**PASSAGE SHOWN**
»»

Saturday, June 29, 2013

Building Mathematical Comprehension, Chapter 4

     Chapter 4 is about using the strategy of asking questions before, during, and after problem solving tasks. I thought an interesting point Sammons brings forth is encouraging questioning even when the questions do not have answers. It is more important to find the right question than the right answer.

     She applied the Question Answer Relationships to mathematics. 
  • Right there questions can be answered using the textbook glossary, math word wall, or the word problem. Examples: What does sum mean? How many cookies were eaten? 
  • Think and Search questions can be answered using schema or prior knowledge and the problem solving task. Examples: What situations do you use divisions in? What information do I need to solve the problem?
  • On my own questions are answered using the student's knowledge. Examples: When do I use division in my life? What strategies can I use to solve this problem? 
     Sammons suggests introducing strategies in small group strategy sessions where teachers can explicitly teach and model by thinking aloud while using the questioning strategy. Then students are given the opportunity to apply and discuss the strategy while the teacher provides immediate feedback. It ends with the charge to apply the strategy to their mathematics work. She also suggests a mini lesson where students brainstorm generic questions stems to use when applying the questioning strategy before, during, and after problem solving. Then you can revisit the chart throughout the year and add to the questioning stems as students become proficient in the ones already posted. 

     Some tools that were suggested for use with the questioning strategy are as follows.
  • Wonder Wall-Students write their questions before, during, and after problem solving on sticky notes and sign. Then they add it to the wonder wall. The teacher takes time to review and discuss the questions throughout the problem solving process. It helps to students to work through the problems and may inspire questions of their own. I am thinking about designating a space on one of my walls for this activity and incorporating it as part of our daily routine at the beginning of the school year at least until students become proficient. I use Brenda DeBorde's TEKSing Towards STAAR spiraled practice at the beginning of class. It consists of three different questions about three different concepts. I'll designate one of the problems for students to share their questions about.

««

**EXTRACTED MATERIAL**
»»

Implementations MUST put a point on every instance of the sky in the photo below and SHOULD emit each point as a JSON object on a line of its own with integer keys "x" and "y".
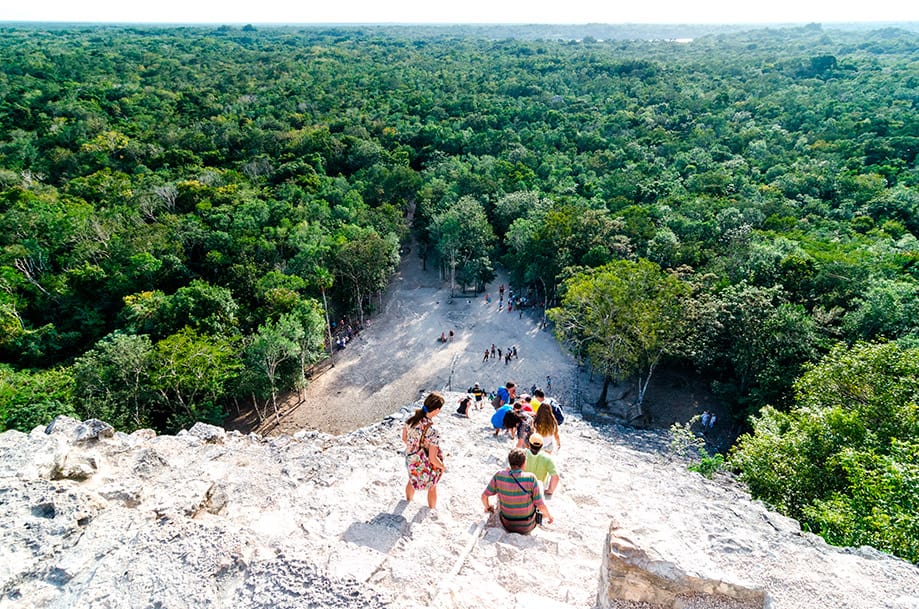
{"x": 462, "y": 11}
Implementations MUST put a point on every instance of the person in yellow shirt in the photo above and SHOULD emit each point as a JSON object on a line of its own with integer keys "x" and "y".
{"x": 542, "y": 465}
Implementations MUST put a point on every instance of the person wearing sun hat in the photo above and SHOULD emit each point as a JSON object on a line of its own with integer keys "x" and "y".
{"x": 541, "y": 464}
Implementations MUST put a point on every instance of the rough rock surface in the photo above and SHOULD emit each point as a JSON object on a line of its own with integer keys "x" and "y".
{"x": 214, "y": 519}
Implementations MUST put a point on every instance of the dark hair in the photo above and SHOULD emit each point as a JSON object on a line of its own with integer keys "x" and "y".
{"x": 516, "y": 458}
{"x": 434, "y": 401}
{"x": 511, "y": 420}
{"x": 545, "y": 422}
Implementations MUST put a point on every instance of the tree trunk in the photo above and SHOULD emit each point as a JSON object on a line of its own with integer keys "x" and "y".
{"x": 258, "y": 413}
{"x": 328, "y": 324}
{"x": 274, "y": 402}
{"x": 601, "y": 401}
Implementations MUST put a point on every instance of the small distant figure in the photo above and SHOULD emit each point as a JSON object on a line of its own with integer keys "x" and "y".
{"x": 479, "y": 394}
{"x": 706, "y": 418}
{"x": 464, "y": 404}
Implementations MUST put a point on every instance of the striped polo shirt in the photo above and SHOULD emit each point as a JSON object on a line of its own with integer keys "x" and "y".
{"x": 515, "y": 503}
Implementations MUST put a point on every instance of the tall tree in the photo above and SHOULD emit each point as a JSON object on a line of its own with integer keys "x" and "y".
{"x": 626, "y": 315}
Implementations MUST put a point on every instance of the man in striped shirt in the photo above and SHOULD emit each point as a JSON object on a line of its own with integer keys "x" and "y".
{"x": 519, "y": 495}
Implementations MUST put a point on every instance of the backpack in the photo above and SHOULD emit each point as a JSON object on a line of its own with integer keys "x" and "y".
{"x": 557, "y": 411}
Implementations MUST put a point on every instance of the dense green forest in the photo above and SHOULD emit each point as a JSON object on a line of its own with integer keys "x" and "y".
{"x": 184, "y": 210}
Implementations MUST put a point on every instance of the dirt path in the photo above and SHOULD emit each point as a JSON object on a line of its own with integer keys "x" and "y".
{"x": 398, "y": 357}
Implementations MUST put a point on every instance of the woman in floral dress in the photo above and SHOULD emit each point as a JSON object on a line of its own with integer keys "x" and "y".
{"x": 423, "y": 457}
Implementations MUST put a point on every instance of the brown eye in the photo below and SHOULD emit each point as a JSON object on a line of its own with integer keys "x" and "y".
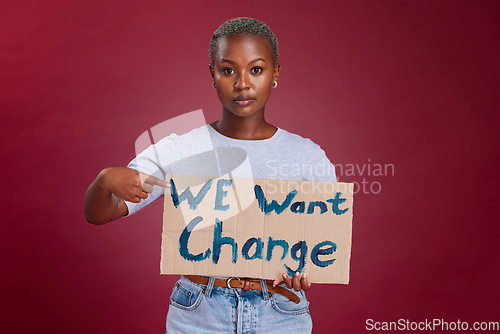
{"x": 256, "y": 70}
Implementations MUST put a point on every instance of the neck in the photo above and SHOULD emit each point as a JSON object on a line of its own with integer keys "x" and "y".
{"x": 253, "y": 127}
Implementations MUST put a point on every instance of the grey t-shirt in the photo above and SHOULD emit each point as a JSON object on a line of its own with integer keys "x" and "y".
{"x": 204, "y": 151}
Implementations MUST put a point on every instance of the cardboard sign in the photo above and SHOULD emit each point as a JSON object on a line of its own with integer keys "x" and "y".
{"x": 244, "y": 227}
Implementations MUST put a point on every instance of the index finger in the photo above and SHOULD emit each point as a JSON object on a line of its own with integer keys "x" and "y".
{"x": 154, "y": 181}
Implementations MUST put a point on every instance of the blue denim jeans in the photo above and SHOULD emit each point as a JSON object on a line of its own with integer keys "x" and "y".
{"x": 196, "y": 308}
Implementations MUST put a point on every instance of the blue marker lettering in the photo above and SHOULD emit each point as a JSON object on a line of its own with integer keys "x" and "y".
{"x": 184, "y": 239}
{"x": 221, "y": 193}
{"x": 335, "y": 204}
{"x": 193, "y": 201}
{"x": 267, "y": 208}
{"x": 326, "y": 251}
{"x": 219, "y": 240}
{"x": 258, "y": 248}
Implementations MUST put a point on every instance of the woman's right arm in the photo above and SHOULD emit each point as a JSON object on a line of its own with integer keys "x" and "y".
{"x": 106, "y": 196}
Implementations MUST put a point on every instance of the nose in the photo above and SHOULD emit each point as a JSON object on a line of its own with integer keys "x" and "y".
{"x": 242, "y": 81}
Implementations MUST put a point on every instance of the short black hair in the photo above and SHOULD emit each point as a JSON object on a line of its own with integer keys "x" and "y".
{"x": 245, "y": 25}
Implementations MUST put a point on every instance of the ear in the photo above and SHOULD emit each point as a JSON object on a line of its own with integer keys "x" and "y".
{"x": 277, "y": 70}
{"x": 211, "y": 68}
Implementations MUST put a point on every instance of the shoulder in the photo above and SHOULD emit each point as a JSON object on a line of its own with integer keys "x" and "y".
{"x": 298, "y": 142}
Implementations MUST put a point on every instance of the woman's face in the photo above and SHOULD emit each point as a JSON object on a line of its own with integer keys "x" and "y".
{"x": 243, "y": 71}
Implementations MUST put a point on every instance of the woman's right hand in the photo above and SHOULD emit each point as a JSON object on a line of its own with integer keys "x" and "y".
{"x": 129, "y": 184}
{"x": 106, "y": 196}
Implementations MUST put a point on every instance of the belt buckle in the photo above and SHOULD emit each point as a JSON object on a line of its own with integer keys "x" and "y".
{"x": 228, "y": 282}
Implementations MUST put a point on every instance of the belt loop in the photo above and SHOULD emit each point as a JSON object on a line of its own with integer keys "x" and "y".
{"x": 209, "y": 287}
{"x": 263, "y": 286}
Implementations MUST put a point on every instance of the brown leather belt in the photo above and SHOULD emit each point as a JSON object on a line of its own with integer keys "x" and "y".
{"x": 245, "y": 284}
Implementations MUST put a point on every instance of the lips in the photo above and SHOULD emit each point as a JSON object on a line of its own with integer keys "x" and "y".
{"x": 243, "y": 100}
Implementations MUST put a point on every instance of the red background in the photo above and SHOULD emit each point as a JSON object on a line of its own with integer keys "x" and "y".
{"x": 408, "y": 83}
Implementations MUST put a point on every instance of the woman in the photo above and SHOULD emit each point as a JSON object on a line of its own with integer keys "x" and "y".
{"x": 244, "y": 67}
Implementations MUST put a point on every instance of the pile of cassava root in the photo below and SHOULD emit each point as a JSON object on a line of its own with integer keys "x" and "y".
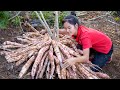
{"x": 43, "y": 56}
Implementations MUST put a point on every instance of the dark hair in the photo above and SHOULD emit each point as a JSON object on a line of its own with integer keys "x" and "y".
{"x": 72, "y": 19}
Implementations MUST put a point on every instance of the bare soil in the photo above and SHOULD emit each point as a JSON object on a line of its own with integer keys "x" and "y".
{"x": 8, "y": 71}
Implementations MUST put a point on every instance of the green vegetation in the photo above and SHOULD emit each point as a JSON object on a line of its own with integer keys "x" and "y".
{"x": 4, "y": 16}
{"x": 49, "y": 16}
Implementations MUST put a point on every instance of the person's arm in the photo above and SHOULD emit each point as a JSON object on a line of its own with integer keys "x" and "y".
{"x": 61, "y": 31}
{"x": 80, "y": 59}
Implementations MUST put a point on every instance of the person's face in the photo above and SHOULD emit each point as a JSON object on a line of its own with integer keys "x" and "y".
{"x": 71, "y": 29}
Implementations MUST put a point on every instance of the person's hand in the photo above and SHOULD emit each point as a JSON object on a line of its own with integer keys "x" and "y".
{"x": 69, "y": 62}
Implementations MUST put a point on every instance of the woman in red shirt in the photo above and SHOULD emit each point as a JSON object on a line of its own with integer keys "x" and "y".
{"x": 90, "y": 40}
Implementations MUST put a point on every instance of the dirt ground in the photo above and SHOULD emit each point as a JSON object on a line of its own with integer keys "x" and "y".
{"x": 7, "y": 71}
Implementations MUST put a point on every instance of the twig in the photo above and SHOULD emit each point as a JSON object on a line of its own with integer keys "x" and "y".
{"x": 52, "y": 36}
{"x": 20, "y": 25}
{"x": 15, "y": 15}
{"x": 56, "y": 24}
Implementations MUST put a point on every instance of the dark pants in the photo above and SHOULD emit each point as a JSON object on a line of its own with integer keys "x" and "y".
{"x": 99, "y": 59}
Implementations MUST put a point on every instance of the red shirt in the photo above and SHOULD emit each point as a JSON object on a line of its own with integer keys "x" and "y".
{"x": 91, "y": 38}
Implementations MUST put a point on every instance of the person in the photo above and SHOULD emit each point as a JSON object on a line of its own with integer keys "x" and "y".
{"x": 89, "y": 41}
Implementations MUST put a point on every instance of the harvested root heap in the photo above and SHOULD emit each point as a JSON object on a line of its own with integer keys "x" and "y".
{"x": 43, "y": 56}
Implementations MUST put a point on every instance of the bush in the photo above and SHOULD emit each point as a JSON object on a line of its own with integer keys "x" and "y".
{"x": 4, "y": 16}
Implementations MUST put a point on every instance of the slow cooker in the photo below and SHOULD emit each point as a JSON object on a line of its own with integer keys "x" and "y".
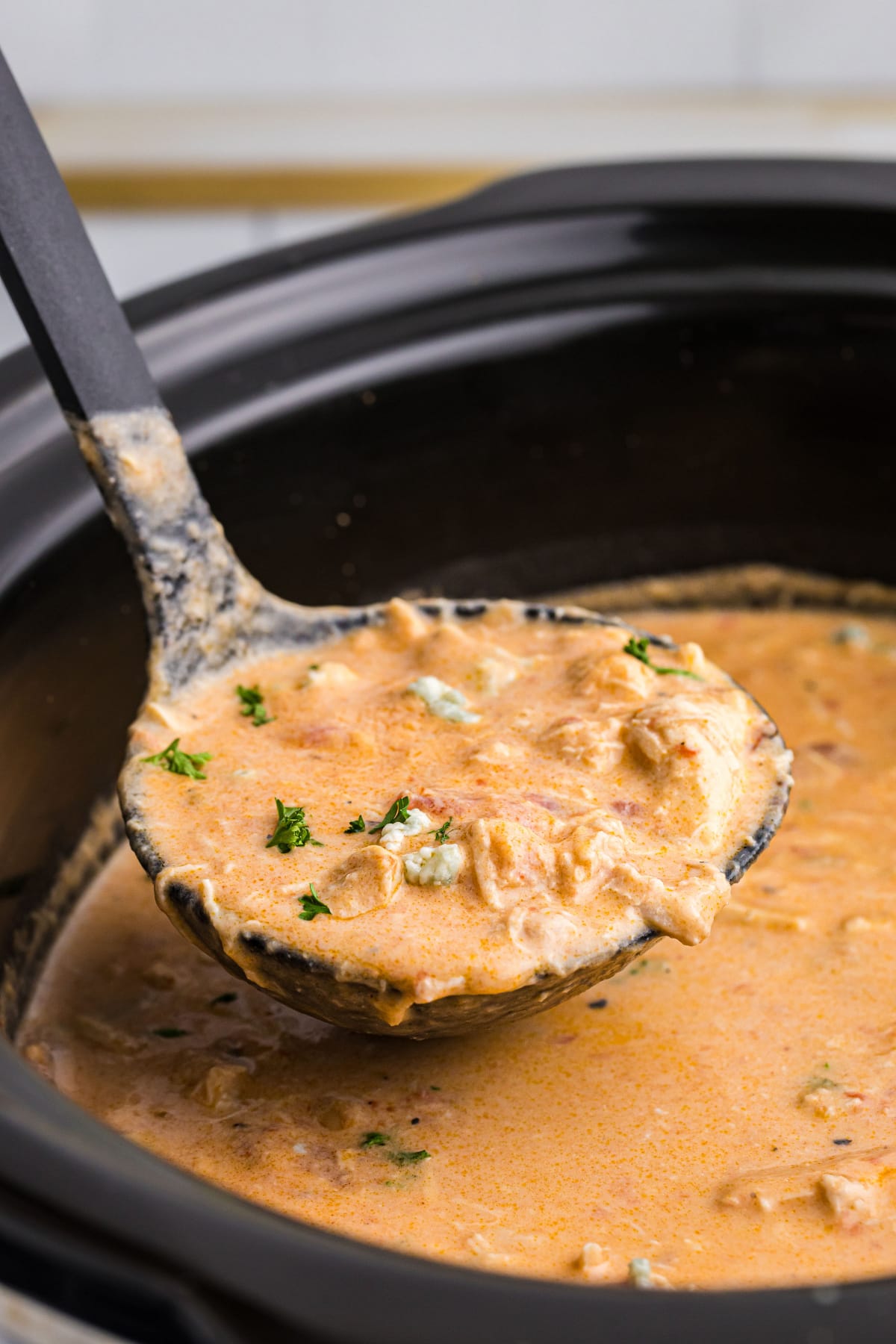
{"x": 575, "y": 376}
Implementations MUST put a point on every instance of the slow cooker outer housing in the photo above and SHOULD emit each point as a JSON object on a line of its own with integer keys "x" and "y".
{"x": 571, "y": 376}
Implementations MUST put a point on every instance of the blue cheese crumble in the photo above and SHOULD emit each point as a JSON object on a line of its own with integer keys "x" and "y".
{"x": 442, "y": 700}
{"x": 433, "y": 866}
{"x": 394, "y": 835}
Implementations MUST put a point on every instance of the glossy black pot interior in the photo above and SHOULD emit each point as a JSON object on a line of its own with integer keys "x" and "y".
{"x": 574, "y": 376}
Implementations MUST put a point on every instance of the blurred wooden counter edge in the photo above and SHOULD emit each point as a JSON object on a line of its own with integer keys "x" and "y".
{"x": 272, "y": 188}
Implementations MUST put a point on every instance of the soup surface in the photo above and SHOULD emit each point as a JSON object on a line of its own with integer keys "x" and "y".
{"x": 715, "y": 1116}
{"x": 437, "y": 806}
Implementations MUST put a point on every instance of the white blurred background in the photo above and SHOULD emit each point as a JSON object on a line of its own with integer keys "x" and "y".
{"x": 193, "y": 131}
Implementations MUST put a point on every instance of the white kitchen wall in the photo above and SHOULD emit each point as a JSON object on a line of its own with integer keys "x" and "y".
{"x": 270, "y": 49}
{"x": 485, "y": 84}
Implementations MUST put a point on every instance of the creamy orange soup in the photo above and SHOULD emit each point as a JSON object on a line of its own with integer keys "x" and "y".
{"x": 449, "y": 806}
{"x": 715, "y": 1116}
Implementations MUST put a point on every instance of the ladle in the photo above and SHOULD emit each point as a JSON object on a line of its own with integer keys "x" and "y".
{"x": 203, "y": 609}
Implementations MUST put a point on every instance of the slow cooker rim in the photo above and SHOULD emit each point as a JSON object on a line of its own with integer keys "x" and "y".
{"x": 750, "y": 183}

««

**CHALLENGE**
Print the whole post above on Chapter 4 of Building Mathematical Comprehension, word for word, from its date line to its final sentence.

**EXERCISE RESULT**
Saturday, June 29, 2013

Building Mathematical Comprehension, Chapter 4

     Chapter 4 is about using the strategy of asking questions before, during, and after problem solving tasks. I thought an interesting point Sammons brings forth is encouraging questioning even when the questions do not have answers. It is more important to find the right question than the right answer.

     She applied the Question Answer Relationships to mathematics. 
  • Right there questions can be answered using the textbook glossary, math word wall, or the word problem. Examples: What does sum mean? How many cookies were eaten? 
  • Think and Search questions can be answered using schema or prior knowledge and the problem solving task. Examples: What situations do you use divisions in? What information do I need to solve the problem?
  • On my own questions are answered using the student's knowledge. Examples: When do I use division in my life? What strategies can I use to solve this problem? 
     Sammons suggests introducing strategies in small group strategy sessions where teachers can explicitly teach and model by thinking aloud while using the questioning strategy. Then students are given the opportunity to apply and discuss the strategy while the teacher provides immediate feedback. It ends with the charge to apply the strategy to their mathematics work. She also suggests a mini lesson where students brainstorm generic questions stems to use when applying the questioning strategy before, during, and after problem solving. Then you can revisit the chart throughout the year and add to the questioning stems as students become proficient in the ones already posted. 

     Some tools that were suggested for use with the questioning strategy are as follows.
  • Wonder Wall-Students write their questions before, during, and after problem solving on sticky notes and sign. Then they add it to the wonder wall. The teacher takes time to review and discuss the questions throughout the problem solving process. It helps to students to work through the problems and may inspire questions of their own. I am thinking about designating a space on one of my walls for this activity and incorporating it as part of our daily routine at the beginning of the school year at least until students become proficient. I use Brenda DeBorde's TEKSing Towards STAAR spiraled practice at the beginning of class. It consists of three different questions about three different concepts. I'll designate one of the problems for students to share their questions about.